Provided records:
........
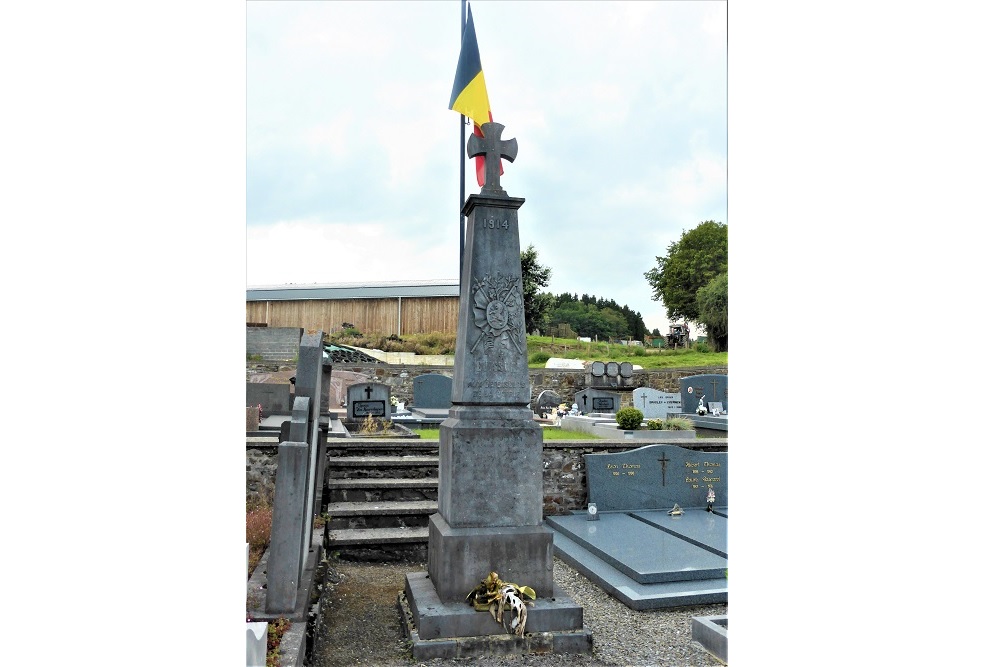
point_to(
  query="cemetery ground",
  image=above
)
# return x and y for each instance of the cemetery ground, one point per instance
(360, 624)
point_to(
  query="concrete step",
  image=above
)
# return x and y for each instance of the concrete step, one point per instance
(384, 483)
(394, 508)
(378, 490)
(377, 536)
(380, 514)
(381, 461)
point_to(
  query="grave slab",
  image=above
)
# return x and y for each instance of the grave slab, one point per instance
(705, 529)
(630, 592)
(656, 404)
(714, 387)
(646, 553)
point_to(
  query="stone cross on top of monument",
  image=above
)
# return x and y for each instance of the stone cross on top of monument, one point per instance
(493, 148)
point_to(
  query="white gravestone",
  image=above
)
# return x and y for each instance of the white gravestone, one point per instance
(656, 404)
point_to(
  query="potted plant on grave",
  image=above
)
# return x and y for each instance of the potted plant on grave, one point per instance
(629, 419)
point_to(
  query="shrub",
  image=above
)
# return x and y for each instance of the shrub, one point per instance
(370, 425)
(629, 418)
(679, 424)
(539, 357)
(275, 631)
(258, 533)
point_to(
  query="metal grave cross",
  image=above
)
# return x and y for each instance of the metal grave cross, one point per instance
(491, 146)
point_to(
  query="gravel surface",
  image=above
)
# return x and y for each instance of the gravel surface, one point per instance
(360, 624)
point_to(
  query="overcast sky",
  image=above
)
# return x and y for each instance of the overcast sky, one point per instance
(353, 156)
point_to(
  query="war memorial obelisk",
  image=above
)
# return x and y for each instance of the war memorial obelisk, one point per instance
(489, 515)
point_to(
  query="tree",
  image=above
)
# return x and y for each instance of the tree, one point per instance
(713, 309)
(691, 263)
(537, 304)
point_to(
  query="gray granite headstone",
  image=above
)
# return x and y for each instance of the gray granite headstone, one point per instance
(656, 404)
(367, 398)
(546, 400)
(656, 477)
(594, 400)
(432, 390)
(713, 387)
........
What is required: The listing above must be printed again exactly, minus its pictures.

Final result:
point_to(
  query="cemetery ground",
  image=above
)
# return x and y for each instance of the cemetery ground, one point per instance
(360, 624)
point_to(
  query="concrete step",
  image=above
)
# return x and y for each instance of the concrete step, one point per instance
(384, 483)
(394, 508)
(378, 490)
(377, 536)
(380, 514)
(381, 461)
point_to(
  query="grave slab",
  image=above
)
# return x and y for each instance of the grave slab, one point per instance
(705, 529)
(630, 592)
(656, 404)
(714, 387)
(646, 553)
point_to(
  query="stone cross on top of monument",
  image=above
)
# return x and y for each instance of the stone cross on top of monument, one point per instance
(493, 148)
point_to(
  query="white gravestone",
  image=above
)
# return x and y for each instance of the white gravestone, one point per instance
(656, 404)
point_to(
  query="potted plant on grave",
  image=above
)
# return x and y for each instance of the potted plant on grave, one point per instance
(629, 419)
point_to(
  query="shrub",
  image=above
)
# return x and y for each instance of the shrub, one point per instance
(370, 425)
(629, 418)
(679, 424)
(539, 357)
(275, 631)
(258, 533)
point_to(
  query="metal grave cross",
  image=above
)
# return x and y for each instance of the metal grave cross, one point per instance
(491, 146)
point_to(
  query="gravel surface",
  image=above
)
# return x and y for each instance of the gravel surface, one point per instance
(360, 624)
point_to(
  query="overcast sky",
  image=above
)
# return x and y for each instance of the overcast sky, one point per instance
(353, 156)
point_to(
  query="war memorial obelisk",
  image=above
)
# return x and y for each instance of the war memorial obelisk, one point per instance
(489, 515)
point_to(
  query="tree",
  image=above
)
# return x and y for each instance of the tree, one point per instance
(713, 309)
(691, 263)
(537, 304)
point_to(
  query="gray granite headstone",
  image=above
)
# return x and y for each instance of the gray granite headstone, one point per instance
(656, 404)
(367, 398)
(546, 400)
(656, 477)
(594, 400)
(432, 390)
(713, 387)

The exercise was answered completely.